_Extracted text_:
^^^^^^^^
OpenTelemetry LLM App Tracing with Phoenix

I wanted to setup tracing for an LLM app with Phoenix and while doing so I had some learnings that I wanted to document:

you have to take SimpleSpanProcessor by its name. It’s a simple span processor. It’s nice for development but for production you should be using the BatchSpanProcessor because it batches span exports, saving tons of network requests and probably avoiding some concurrency issues
always make sure to end spans at the correct position, not too early, not too late, with span.end(). If you are using one central place to create spans, end them right there after you added attributes to it
if you use SemanticConventions, make sure to check which attributes you actually need to set to get any visual on some dashboards (like Phoenix)
separate tracing from business logic as much as possible. I am using a decorator for that specific purpose. It has access to the functions input, output and you call it by decorating a function with it. Now it stays out of the way of your business logic.

Here is an example implementation of such a Trace decorator.

export function Trace<A, R>(
   traceName: string,
   traceFunction: (span: Span, args: A, result: R) => void,
 ) {
   return function (
     target: unknown,
     propertyKey: string,
     descriptor: PropertyDescriptor,
   ) {
     const originalMethod = descriptor.value;

     descriptor.value = async function (args: A) {
       return await tracer.startActiveSpan(traceName, async (span: Span) => {
         const result = await originalMethod.call(this, args);
         traceFunction(span, args, result);
         span.end();
         return result;
       });
     };
     return descriptor;
   };
 }

And here is an example on how you can use it. As you can see the business logic in doingSomeWork() is free of any tracing logic. Removing the @Trace() decorator removes any tracing from it.
^^^^^^^^
_Entries provided_:

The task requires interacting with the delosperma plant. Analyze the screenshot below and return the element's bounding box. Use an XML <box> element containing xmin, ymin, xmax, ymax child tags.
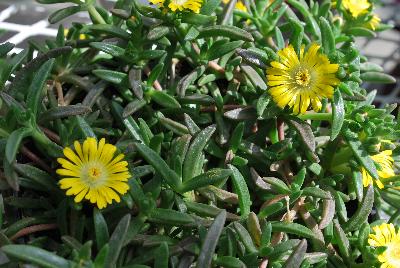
<box><xmin>0</xmin><ymin>0</ymin><xmax>400</xmax><ymax>268</ymax></box>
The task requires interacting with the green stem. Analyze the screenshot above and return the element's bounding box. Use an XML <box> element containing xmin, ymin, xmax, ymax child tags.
<box><xmin>297</xmin><ymin>113</ymin><xmax>332</xmax><ymax>122</ymax></box>
<box><xmin>175</xmin><ymin>25</ymin><xmax>199</xmax><ymax>64</ymax></box>
<box><xmin>88</xmin><ymin>5</ymin><xmax>107</xmax><ymax>24</ymax></box>
<box><xmin>32</xmin><ymin>127</ymin><xmax>63</xmax><ymax>157</ymax></box>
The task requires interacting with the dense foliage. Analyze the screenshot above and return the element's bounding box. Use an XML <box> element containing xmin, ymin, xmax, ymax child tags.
<box><xmin>0</xmin><ymin>0</ymin><xmax>400</xmax><ymax>268</ymax></box>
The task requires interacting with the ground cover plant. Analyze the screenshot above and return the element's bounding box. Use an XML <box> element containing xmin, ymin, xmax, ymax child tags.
<box><xmin>0</xmin><ymin>0</ymin><xmax>400</xmax><ymax>268</ymax></box>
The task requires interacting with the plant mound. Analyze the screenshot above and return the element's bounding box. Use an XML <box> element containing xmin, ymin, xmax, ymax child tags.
<box><xmin>0</xmin><ymin>0</ymin><xmax>400</xmax><ymax>268</ymax></box>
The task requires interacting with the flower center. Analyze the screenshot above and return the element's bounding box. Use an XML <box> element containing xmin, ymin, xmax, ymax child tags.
<box><xmin>88</xmin><ymin>167</ymin><xmax>101</xmax><ymax>181</ymax></box>
<box><xmin>295</xmin><ymin>69</ymin><xmax>311</xmax><ymax>87</ymax></box>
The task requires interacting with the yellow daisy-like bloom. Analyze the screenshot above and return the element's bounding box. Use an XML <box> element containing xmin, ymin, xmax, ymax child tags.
<box><xmin>361</xmin><ymin>150</ymin><xmax>400</xmax><ymax>189</ymax></box>
<box><xmin>342</xmin><ymin>0</ymin><xmax>371</xmax><ymax>18</ymax></box>
<box><xmin>149</xmin><ymin>0</ymin><xmax>203</xmax><ymax>13</ymax></box>
<box><xmin>368</xmin><ymin>223</ymin><xmax>400</xmax><ymax>268</ymax></box>
<box><xmin>267</xmin><ymin>43</ymin><xmax>340</xmax><ymax>114</ymax></box>
<box><xmin>366</xmin><ymin>14</ymin><xmax>381</xmax><ymax>30</ymax></box>
<box><xmin>57</xmin><ymin>138</ymin><xmax>131</xmax><ymax>209</ymax></box>
<box><xmin>222</xmin><ymin>0</ymin><xmax>247</xmax><ymax>12</ymax></box>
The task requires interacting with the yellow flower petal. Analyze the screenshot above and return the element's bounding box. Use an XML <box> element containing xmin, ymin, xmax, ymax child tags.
<box><xmin>368</xmin><ymin>223</ymin><xmax>400</xmax><ymax>268</ymax></box>
<box><xmin>266</xmin><ymin>43</ymin><xmax>340</xmax><ymax>114</ymax></box>
<box><xmin>56</xmin><ymin>138</ymin><xmax>131</xmax><ymax>209</ymax></box>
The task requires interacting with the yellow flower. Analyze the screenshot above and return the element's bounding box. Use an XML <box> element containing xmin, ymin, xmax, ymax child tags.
<box><xmin>149</xmin><ymin>0</ymin><xmax>203</xmax><ymax>13</ymax></box>
<box><xmin>57</xmin><ymin>138</ymin><xmax>131</xmax><ymax>209</ymax></box>
<box><xmin>235</xmin><ymin>1</ymin><xmax>247</xmax><ymax>12</ymax></box>
<box><xmin>267</xmin><ymin>43</ymin><xmax>339</xmax><ymax>114</ymax></box>
<box><xmin>368</xmin><ymin>223</ymin><xmax>400</xmax><ymax>268</ymax></box>
<box><xmin>222</xmin><ymin>0</ymin><xmax>247</xmax><ymax>12</ymax></box>
<box><xmin>361</xmin><ymin>150</ymin><xmax>395</xmax><ymax>189</ymax></box>
<box><xmin>342</xmin><ymin>0</ymin><xmax>371</xmax><ymax>18</ymax></box>
<box><xmin>365</xmin><ymin>14</ymin><xmax>381</xmax><ymax>30</ymax></box>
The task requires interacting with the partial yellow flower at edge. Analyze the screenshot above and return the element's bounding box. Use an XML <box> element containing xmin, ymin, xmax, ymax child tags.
<box><xmin>361</xmin><ymin>150</ymin><xmax>396</xmax><ymax>189</ymax></box>
<box><xmin>222</xmin><ymin>0</ymin><xmax>247</xmax><ymax>12</ymax></box>
<box><xmin>149</xmin><ymin>0</ymin><xmax>203</xmax><ymax>13</ymax></box>
<box><xmin>368</xmin><ymin>223</ymin><xmax>400</xmax><ymax>268</ymax></box>
<box><xmin>365</xmin><ymin>14</ymin><xmax>381</xmax><ymax>30</ymax></box>
<box><xmin>168</xmin><ymin>0</ymin><xmax>203</xmax><ymax>13</ymax></box>
<box><xmin>267</xmin><ymin>43</ymin><xmax>340</xmax><ymax>114</ymax></box>
<box><xmin>342</xmin><ymin>0</ymin><xmax>371</xmax><ymax>18</ymax></box>
<box><xmin>56</xmin><ymin>138</ymin><xmax>131</xmax><ymax>209</ymax></box>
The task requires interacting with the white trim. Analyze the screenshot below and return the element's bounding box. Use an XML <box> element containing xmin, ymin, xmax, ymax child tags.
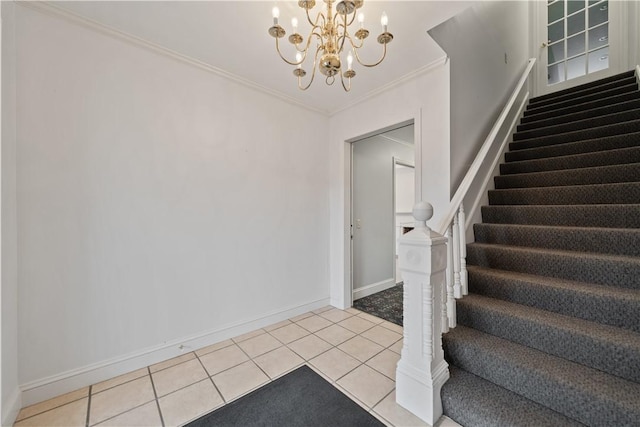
^^^^^^^^
_Assignment_: Extend the Phoenix tracing post, picking up right after its final sentence. The listing stands on its own and is unrelated to the Phoenix tracing post.

_Response area_:
type DoingSomeWorkParams = {
	input: string;
}

@Trace("Doing Some Work", DoingSomeWorkParams, string)
async function doingSomeWork(args: DoingSomeWorkParams): Promise<string> {
	// ... doing some work with args.input
	return result
}

function traceDoingSomeWork(span: Span, args: DoingSomeWorkParams, result: string) {
	span.setAttributes({
     [SemanticConventions.OPENINFERENCE_SPAN_KIND]: OpenInferenceSpanKind.AGENT,
     [SemanticConventions.INPUT_VALUE]: args.input,
     [SemanticConventions.OUTPUT_VALUE]: result,
    });
}

Going on with the list of learnings: - either use a ConsoleSpanExporter or diag.setLogger(new DiagConsoleLogger(), DiagLogLevel.DEBUG); to see a lot of details about the tracing. Interesting are the traceId, parentId and id attributes of each span. Here you can check whether the context got propagated nicely between the spans. - because I noticed some span exporting issues to Phoenix I tried a different span/traces exporter: ZipkinExporter with the Zipkin UI and there is still an open discussion on GitHub about the problems I noticed with Phoenix. Will update this post accordingly.